▸ RAW DATA:

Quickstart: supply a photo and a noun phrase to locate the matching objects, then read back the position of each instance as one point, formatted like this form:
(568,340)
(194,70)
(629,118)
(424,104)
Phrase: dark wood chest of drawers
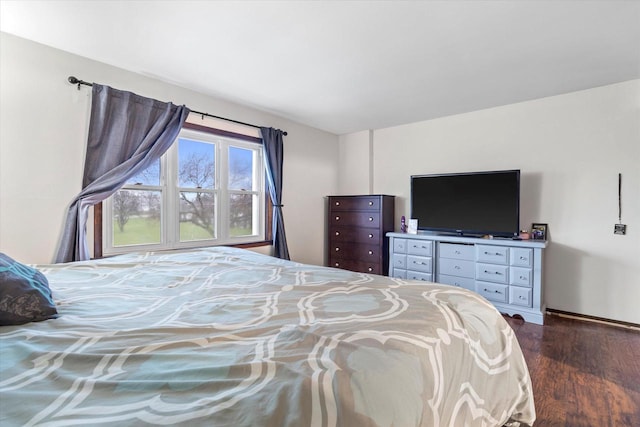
(356,227)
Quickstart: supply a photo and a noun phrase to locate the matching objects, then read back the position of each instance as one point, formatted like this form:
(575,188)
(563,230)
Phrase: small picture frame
(413,226)
(539,231)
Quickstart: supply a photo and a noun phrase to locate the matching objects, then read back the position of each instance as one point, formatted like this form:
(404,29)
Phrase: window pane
(136,217)
(196,164)
(241,218)
(149,176)
(197,215)
(241,173)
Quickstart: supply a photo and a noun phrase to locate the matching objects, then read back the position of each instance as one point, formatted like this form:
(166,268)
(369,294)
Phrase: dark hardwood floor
(583,373)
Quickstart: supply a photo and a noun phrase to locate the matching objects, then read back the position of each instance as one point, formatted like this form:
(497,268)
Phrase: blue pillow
(24,294)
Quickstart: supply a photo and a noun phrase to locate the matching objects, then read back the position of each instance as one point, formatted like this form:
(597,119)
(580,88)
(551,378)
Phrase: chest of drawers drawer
(520,296)
(355,234)
(493,291)
(461,282)
(493,273)
(419,247)
(356,251)
(356,228)
(456,267)
(519,276)
(521,257)
(453,251)
(354,265)
(361,203)
(358,219)
(507,273)
(419,263)
(492,254)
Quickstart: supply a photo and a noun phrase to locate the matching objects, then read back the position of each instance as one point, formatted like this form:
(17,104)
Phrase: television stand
(506,272)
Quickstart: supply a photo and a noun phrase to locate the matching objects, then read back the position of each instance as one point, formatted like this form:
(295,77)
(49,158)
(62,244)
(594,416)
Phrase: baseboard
(610,322)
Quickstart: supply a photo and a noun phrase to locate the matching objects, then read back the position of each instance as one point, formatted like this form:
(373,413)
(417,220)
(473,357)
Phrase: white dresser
(506,272)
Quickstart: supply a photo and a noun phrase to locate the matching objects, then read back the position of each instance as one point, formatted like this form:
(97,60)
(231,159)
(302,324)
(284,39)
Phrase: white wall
(570,149)
(43,127)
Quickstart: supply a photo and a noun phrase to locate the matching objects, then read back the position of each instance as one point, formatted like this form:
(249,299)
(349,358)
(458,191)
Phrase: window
(208,189)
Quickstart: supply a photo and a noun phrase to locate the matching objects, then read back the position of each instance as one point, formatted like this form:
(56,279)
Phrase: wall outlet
(620,229)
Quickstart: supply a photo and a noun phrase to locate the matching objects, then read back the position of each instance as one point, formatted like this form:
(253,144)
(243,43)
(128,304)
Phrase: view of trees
(196,178)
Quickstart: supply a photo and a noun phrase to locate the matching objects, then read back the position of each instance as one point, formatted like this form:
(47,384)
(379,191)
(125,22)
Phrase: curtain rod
(73,80)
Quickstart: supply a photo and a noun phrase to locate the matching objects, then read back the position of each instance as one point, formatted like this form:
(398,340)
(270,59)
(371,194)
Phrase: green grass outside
(140,230)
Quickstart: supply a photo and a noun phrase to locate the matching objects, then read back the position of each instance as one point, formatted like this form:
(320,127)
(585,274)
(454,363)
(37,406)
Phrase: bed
(229,337)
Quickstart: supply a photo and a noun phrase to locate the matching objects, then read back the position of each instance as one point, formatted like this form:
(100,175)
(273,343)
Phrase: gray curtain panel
(274,156)
(127,133)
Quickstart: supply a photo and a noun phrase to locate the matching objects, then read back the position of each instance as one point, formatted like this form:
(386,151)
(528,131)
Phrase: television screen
(476,203)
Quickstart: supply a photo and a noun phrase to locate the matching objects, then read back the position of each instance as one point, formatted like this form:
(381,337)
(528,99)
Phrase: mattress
(229,337)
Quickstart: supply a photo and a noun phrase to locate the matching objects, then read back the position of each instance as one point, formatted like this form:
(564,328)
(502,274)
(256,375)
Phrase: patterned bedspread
(228,337)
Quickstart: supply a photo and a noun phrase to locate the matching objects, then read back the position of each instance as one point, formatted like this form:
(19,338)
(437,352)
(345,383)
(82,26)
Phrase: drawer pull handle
(493,272)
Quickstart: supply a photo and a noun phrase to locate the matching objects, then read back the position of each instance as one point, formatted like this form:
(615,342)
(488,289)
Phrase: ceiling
(346,66)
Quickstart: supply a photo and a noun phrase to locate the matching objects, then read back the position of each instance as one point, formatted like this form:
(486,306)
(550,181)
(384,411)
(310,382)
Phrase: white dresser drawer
(520,276)
(492,254)
(449,250)
(399,273)
(456,267)
(461,282)
(419,247)
(492,291)
(416,275)
(399,245)
(420,263)
(493,273)
(520,296)
(399,260)
(521,257)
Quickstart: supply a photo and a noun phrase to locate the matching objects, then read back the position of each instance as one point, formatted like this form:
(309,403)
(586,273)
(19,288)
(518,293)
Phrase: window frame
(99,210)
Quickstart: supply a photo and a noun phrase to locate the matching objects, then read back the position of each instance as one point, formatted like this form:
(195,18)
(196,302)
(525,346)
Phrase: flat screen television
(473,203)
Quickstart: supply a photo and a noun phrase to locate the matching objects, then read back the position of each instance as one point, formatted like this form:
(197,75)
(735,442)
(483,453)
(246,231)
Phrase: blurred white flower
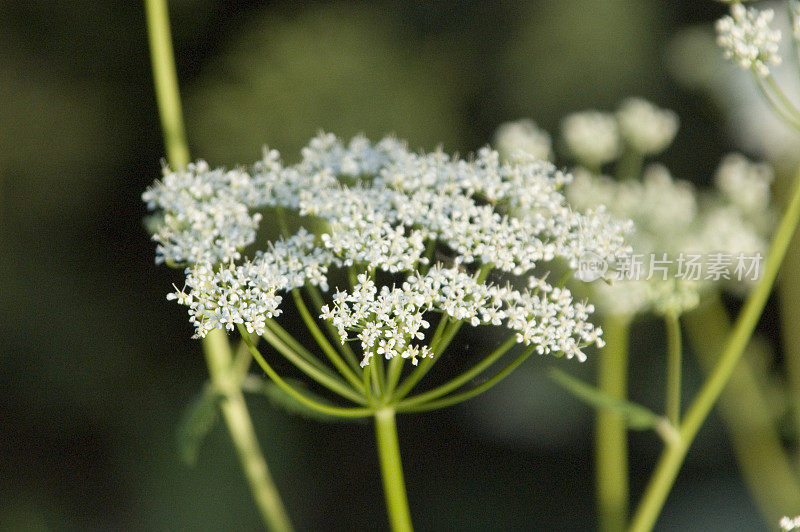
(747,38)
(645,127)
(591,137)
(523,136)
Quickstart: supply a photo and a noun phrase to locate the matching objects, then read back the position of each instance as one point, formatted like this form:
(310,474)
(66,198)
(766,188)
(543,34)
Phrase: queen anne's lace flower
(431,225)
(747,39)
(677,228)
(790,523)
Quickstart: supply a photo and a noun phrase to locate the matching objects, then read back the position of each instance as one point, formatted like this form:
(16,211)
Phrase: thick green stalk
(394,486)
(215,345)
(748,414)
(234,412)
(674,368)
(672,458)
(611,434)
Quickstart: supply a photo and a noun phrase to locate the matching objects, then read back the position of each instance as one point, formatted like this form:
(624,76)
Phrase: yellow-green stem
(215,345)
(674,368)
(611,434)
(394,486)
(748,414)
(237,419)
(672,457)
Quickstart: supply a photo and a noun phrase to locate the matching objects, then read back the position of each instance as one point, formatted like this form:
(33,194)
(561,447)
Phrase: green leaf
(636,416)
(278,397)
(198,420)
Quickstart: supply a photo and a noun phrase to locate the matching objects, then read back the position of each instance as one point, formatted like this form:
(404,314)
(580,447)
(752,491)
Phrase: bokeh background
(96,367)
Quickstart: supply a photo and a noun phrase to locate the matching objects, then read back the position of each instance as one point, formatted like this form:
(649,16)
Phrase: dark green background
(96,366)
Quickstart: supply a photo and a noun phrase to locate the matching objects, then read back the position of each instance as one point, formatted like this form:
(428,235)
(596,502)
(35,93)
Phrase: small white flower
(523,136)
(790,523)
(378,208)
(591,137)
(645,127)
(747,39)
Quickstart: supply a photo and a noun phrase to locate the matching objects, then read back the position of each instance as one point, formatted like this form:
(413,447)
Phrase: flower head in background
(748,40)
(682,237)
(523,136)
(790,523)
(591,137)
(419,232)
(646,128)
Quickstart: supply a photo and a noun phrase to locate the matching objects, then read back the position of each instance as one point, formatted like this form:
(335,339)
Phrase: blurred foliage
(96,367)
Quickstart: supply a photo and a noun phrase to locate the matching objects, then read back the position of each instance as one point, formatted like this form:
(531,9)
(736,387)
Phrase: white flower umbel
(431,226)
(789,523)
(645,127)
(592,137)
(674,221)
(748,40)
(523,136)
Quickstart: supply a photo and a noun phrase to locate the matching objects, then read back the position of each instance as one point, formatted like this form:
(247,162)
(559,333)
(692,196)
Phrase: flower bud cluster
(424,220)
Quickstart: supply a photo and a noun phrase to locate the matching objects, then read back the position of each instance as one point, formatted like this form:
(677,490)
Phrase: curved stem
(394,487)
(611,433)
(323,343)
(782,113)
(215,345)
(283,335)
(671,459)
(168,97)
(469,394)
(463,378)
(297,395)
(324,378)
(748,413)
(240,427)
(674,363)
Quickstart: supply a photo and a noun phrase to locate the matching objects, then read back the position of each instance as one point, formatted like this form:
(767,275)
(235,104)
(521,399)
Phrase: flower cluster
(645,127)
(790,523)
(748,40)
(671,218)
(430,225)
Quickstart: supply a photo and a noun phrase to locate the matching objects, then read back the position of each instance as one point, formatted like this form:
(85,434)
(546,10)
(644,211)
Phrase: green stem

▸ TO DO:
Which lines in the entries above contain the string "wall"? Pull out each of those lines and copy it unchanged.

▸ SOLUTION FOR THIS PROBLEM:
Phrase: white wall
Phrase: wall outlet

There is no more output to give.